**THE REQUEST:** Exactly reproduce the line containing "Point out the bare" together with every line after it, through the end of the entries, and give nothing more.

━━━━━━━━

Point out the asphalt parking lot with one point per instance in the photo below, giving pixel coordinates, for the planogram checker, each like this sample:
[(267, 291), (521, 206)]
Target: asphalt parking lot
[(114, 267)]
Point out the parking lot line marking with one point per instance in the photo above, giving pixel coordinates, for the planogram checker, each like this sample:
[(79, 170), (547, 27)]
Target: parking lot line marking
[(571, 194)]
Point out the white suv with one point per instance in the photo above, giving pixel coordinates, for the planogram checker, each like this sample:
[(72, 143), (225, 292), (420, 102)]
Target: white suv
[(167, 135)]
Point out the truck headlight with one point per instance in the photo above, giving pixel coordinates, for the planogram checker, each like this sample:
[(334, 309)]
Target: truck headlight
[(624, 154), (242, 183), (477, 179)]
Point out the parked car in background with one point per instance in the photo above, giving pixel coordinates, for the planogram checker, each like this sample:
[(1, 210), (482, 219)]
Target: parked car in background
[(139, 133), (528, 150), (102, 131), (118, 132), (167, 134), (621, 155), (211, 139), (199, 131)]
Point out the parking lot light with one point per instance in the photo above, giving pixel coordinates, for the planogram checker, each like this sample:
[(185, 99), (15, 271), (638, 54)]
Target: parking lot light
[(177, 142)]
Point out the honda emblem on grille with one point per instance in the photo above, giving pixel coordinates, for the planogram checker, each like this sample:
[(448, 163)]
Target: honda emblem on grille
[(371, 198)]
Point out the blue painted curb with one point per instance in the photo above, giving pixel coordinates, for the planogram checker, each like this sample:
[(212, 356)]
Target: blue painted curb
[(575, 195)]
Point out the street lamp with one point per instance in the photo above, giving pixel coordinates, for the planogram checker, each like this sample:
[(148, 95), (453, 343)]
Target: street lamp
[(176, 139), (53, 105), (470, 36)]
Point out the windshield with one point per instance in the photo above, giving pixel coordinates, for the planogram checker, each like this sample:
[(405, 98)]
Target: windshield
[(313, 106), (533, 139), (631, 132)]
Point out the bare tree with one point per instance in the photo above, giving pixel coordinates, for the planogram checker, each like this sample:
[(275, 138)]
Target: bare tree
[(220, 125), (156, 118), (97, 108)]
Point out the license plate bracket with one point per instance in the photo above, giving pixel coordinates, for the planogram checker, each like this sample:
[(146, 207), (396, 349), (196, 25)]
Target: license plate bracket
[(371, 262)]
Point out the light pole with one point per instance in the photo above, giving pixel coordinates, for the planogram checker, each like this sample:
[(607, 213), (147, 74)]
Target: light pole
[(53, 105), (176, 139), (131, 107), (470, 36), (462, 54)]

━━━━━━━━

**ANSWER FOR THE TASK:**
Point out the bare tree with one point per instance in the photo above, giving pixel coordinates, for the planogram checker, each like this sample:
[(275, 138)]
Target: bare tree
[(220, 125), (156, 118), (97, 108)]
Point out the license plate bracket with one point per instance in the photo above, giving pixel coordinates, for the planogram checker, each like this sample:
[(146, 207), (396, 349), (196, 25)]
Target: license plate bracket
[(371, 262)]
Point out the light pole with one point per instance in the photo above, giving pixel coordinates, for the planogram checker, each like this sample:
[(607, 213), (147, 74)]
Target: light pole
[(53, 105), (176, 139), (131, 107), (470, 36), (462, 54)]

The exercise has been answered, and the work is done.